* [Required action]
Would you return the lines from the one that contains "Where can you see the distant" to the last line of the entries below, exactly and with nothing added?

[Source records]
=== Section Start ===
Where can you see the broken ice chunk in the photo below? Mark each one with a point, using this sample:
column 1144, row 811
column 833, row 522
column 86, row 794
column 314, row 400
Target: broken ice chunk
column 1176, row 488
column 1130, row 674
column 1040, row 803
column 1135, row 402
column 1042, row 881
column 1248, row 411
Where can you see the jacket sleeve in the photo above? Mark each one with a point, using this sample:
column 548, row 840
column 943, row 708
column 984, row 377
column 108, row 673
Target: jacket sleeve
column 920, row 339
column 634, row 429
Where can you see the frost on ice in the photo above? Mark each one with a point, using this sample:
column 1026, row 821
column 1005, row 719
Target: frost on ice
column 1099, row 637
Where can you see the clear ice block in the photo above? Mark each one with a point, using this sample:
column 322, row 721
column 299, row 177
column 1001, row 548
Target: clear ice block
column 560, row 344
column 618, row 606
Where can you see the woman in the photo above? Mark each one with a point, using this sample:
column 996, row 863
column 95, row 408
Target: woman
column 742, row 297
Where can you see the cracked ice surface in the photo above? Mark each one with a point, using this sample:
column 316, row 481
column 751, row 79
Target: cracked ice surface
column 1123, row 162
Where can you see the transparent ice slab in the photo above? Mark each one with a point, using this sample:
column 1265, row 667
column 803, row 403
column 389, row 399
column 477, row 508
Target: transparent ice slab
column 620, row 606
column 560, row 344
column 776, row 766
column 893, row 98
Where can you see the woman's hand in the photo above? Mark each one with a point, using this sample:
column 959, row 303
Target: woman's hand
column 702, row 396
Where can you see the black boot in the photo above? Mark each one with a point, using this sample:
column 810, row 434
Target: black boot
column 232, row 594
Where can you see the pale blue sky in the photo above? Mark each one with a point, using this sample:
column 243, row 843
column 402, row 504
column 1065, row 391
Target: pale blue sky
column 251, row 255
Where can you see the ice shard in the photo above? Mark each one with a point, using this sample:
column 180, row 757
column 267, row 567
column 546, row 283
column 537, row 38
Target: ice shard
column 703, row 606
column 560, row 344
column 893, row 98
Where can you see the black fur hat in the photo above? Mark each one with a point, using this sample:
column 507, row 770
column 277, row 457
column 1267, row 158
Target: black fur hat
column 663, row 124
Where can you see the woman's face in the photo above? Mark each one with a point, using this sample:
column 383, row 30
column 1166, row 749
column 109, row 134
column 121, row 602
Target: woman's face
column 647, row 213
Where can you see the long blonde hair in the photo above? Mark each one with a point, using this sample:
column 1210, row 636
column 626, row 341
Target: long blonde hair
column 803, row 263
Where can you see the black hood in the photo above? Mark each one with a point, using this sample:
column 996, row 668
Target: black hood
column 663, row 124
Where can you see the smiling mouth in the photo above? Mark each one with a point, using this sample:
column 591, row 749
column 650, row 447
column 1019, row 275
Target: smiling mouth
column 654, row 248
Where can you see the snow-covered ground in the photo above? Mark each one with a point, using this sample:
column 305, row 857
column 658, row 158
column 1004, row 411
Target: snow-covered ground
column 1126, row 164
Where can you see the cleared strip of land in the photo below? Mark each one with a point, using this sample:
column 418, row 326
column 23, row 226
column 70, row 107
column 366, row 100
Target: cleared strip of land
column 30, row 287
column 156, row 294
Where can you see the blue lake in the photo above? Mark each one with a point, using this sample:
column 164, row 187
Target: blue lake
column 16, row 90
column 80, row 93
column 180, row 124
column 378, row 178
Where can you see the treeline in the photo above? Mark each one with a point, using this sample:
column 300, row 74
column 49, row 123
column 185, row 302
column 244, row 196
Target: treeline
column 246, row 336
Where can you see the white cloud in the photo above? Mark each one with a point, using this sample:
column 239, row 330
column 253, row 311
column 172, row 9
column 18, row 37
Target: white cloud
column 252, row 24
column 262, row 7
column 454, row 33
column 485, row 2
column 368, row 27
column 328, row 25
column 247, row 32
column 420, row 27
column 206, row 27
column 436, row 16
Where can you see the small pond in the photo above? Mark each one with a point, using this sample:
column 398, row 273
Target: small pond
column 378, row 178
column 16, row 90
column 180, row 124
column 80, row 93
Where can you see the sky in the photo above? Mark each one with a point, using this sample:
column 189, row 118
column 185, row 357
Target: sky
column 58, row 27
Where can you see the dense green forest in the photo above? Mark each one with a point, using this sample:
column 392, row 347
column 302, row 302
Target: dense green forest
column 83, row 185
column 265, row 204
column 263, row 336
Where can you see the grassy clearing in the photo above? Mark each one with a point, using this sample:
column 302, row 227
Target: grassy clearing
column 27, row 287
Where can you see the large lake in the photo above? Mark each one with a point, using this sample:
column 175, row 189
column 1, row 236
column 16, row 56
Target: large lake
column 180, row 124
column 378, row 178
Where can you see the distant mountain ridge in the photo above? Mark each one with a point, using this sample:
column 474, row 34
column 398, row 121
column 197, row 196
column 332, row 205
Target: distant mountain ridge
=== Section End ===
* [Exercise response]
Where can you see the distant mountain ridge in the photo above? Mark each one with a point, using this sample:
column 474, row 34
column 398, row 121
column 197, row 196
column 332, row 205
Target: distant mountain ridge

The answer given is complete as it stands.